- Brano selezionato

☆ ☆ ☆

News, Resoconti

All the Time, All the Hope

Redazione

lbaldini


domenica 19 febbraio 2023
T – Il cimitero Acattolico e la Centrale Montemartini

Vai alla scheda dell’escursione


Il mio amato inglese, finalmente accostato al mio amato latino; mi innamorano le scritte incise nel marmo, reso scuro dal tempo, dalle muffe, dall’umidità dell’underground.
Eppure le tombe del Cimitero Acattolico di Roma raccontano anche tutta la speranza.
Speranza di tutti, di non finire lì, nel cimitero, o non solo lì: RESURRECTURIS, dice la scritta che campeggia grande sulla soglia. Gli acattolici sperano comunque di rinascere oppure di non morire, come i loro versi poetici non muoiono, perché non vengono
dimenticati mai.
Arcoiris ci ha portato stavolta alle riflessioni semisilenziose tra le lapidi fittissime in un bosco fittissimo di cipressi e pini marittimi, ci ha immerso nei profumi del bosso e dell’acanto; e ci siamo mossi con rispetto e con ordine cercando, negli stretti passaggi tra le tombe, i nomi familiari, per ricordare insieme storie e interessi di politici, di combattenti, di artisti e di celebri sposi: storie e interessi mai sepolti, in effetti.
La bella giornata è cominciata presto e questa Domenica ho l’onore di accompagnare Caterina che ha prescelto con cura e preparato un sentiero su cui tendere il filo di un discorso che lega il passato all’oggi. La seguiamo allora fino al confine destro di quell’hortus conclusus che è il Cimitero Acattolico per ascoltare Massimo che legge, accanto alle ceneri di Gramsci, uno degli scritti più decisi di Gramsci, un’idea che con forza attraversa ancora le nostre giornate: anche oggi il ripudio dell’indifferenza è in sé una scelta di vita e, come il giovane Antonio scriveva, il nostro futuro si costruisce attivamente, non si rimane passivi a guardare, eterni scontenti del risultato raggiunto da altri.
Tante sono le letture che si susseguono accanto alle lapidi che ricordano Miriam Mafai, Ursula Hirschmann, donne attive nella crescita culturale italiana ed europea; persone che per scelta o per necessità hanno viaggiato, hanno comunicato in molte lingue oppure hanno sperimentato e piegato la lingua italiana a espressioni memorabili, come ricordiamo per Carlo Emilio Gadda: accanto alla sua lapide riemerge la figura antesignana del dottor Francesco Ingravallo “ubiquo ai casi, onnipresente su gli affari
tenebrosi”. Ma è sulla piccola pietra che ricorda Amalia Rosselli che mi coglie una vera e propria emozione. Riprecipito indietro nel tempo, a quando avevo vent’anni ed ero incapace di immaginare il mio futuro, studiavo sempre alla Sapienza, ed ero sempre
una casalinga. Affiora dal sottosuolo l’eco dei versi che lei forse aveva scritto per me….

☆ ☆ ☆

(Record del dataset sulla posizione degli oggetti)
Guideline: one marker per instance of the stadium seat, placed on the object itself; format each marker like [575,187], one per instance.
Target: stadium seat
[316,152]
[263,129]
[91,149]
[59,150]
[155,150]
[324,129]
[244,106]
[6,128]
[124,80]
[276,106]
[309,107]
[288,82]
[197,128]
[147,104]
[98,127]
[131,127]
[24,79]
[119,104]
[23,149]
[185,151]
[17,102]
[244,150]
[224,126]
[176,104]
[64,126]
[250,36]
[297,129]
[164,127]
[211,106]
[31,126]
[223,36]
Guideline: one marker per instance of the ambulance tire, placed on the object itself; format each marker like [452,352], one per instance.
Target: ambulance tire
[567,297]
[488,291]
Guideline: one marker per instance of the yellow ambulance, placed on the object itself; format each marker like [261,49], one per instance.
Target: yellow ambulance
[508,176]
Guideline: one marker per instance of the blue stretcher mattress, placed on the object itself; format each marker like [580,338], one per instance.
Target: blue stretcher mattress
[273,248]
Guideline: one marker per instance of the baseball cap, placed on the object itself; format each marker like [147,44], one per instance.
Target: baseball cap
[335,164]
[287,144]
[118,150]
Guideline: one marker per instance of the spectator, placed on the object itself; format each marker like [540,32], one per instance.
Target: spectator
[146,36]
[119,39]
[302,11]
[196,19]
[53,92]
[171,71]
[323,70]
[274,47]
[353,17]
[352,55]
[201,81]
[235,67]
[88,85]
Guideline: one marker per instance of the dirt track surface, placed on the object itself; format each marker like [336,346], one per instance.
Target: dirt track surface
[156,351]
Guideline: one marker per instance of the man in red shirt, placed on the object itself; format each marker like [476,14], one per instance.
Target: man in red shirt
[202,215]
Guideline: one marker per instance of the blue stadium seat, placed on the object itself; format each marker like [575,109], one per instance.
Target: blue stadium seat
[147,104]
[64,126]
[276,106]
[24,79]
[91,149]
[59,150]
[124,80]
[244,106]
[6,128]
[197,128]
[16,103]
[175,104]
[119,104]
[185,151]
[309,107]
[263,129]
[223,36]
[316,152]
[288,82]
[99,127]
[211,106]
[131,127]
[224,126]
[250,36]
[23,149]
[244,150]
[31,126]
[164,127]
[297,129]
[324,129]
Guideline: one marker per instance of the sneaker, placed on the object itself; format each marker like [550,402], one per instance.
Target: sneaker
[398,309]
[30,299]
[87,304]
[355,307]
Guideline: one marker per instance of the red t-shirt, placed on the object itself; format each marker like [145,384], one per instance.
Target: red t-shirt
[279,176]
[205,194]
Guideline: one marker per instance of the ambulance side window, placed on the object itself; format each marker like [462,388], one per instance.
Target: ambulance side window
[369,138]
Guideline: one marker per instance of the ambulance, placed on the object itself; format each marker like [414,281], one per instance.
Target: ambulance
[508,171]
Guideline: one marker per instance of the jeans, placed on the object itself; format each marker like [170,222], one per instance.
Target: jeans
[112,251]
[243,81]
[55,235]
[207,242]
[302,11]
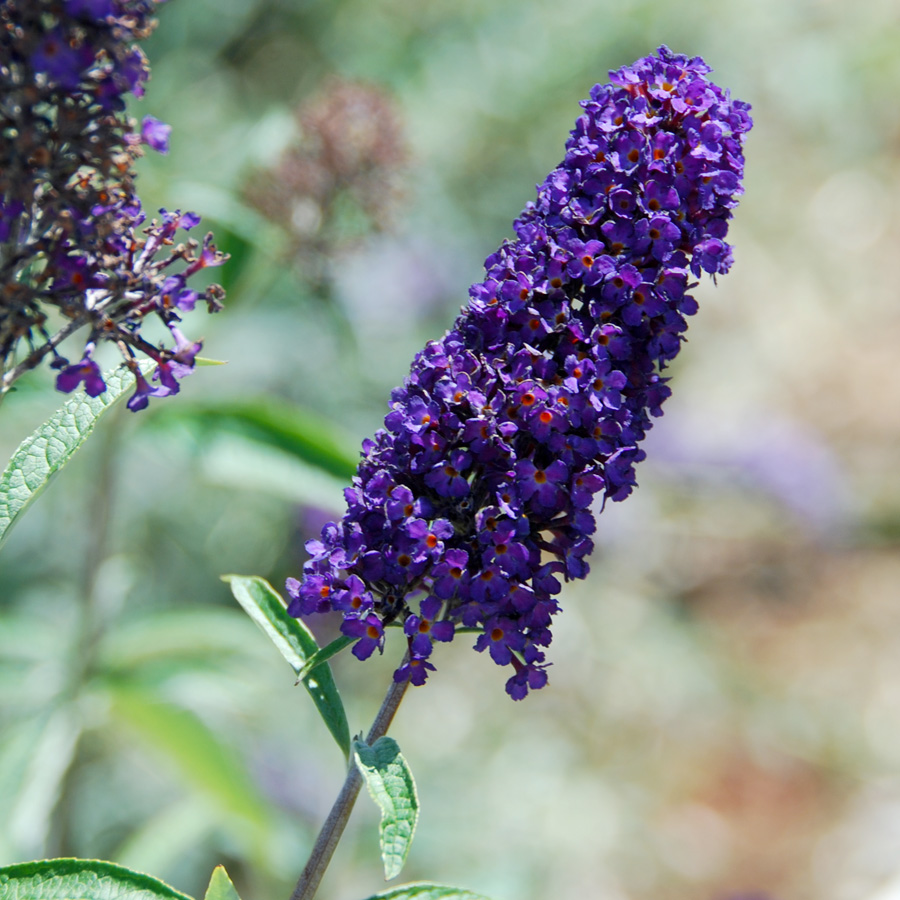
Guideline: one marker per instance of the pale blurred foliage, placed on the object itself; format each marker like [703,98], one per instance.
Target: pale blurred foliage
[723,715]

☆ ☆ ☆

- Descrizione del compito
Prosegui il resoconto della visita al Cimitero Acattolico di Roma, riprendendo subito dopo l'ultima frase riportata.

- Risposta finale
Di sollievo in sollievo, le strisce bianche le carte bianche
un sollievo, di passaggio in passaggio una bicicletta nuova
con la candeggina che spruzza il cimitero.
Di sollievo in sollievo con la giacca bianca che sporge marroncino
sull’abisso, credenza tatuaggi e telefoni in fila, mentre
aspettando l’onorevole Rivulini mi sbottonavo. Di casa in casa
telegrafo, una bicicletta in più per favore se potete in qualche
modo spingere. Di sollievo in sollievo tutte
le carte sparse per terra o sul tavolo, lisce per credere
che il futuro m’aspetta.
Che m’aspetti il futuro! Che m’aspetti che m’aspetti il futuro
biblico nella sua grandezza, una sorte contorta non l’ho trovata
facendo il giro delle macellerie

Poi mi distraggo e calmo il cuore, guardando i monumenti funebri, sfiorati dal sole: sono davvero speciali. Il più famoso è quello della tomba Story dove un angelo piangente, volto al tramonto, reclina la testa tra le ali e sulle braccia e si abbandona alla disperazione. E’ l’immagine per cui è noto il Cimitero, ma lì intorno altri celebri scultori si sono dedicati di persona ad onorare il ricordo dei loro cari con figure a tutto tondo che emergono vive e quasi provocatorie all’incontro coi visitatori; un letterato giace svagato
con il suo libro in mano, come fosse steso su un prato a Primavera; un bambino guarda altrove, sembra essersi appena seduto dopo un gioco di corse. La mole bianca della Piramide Cestia, le Mura Aureliane, aperte a Porta San Paolo, fanno da orizzonte alla
parte antica del Cimitero dove le lapidi dei poeti inglesi, sembrano dialogare tra loro.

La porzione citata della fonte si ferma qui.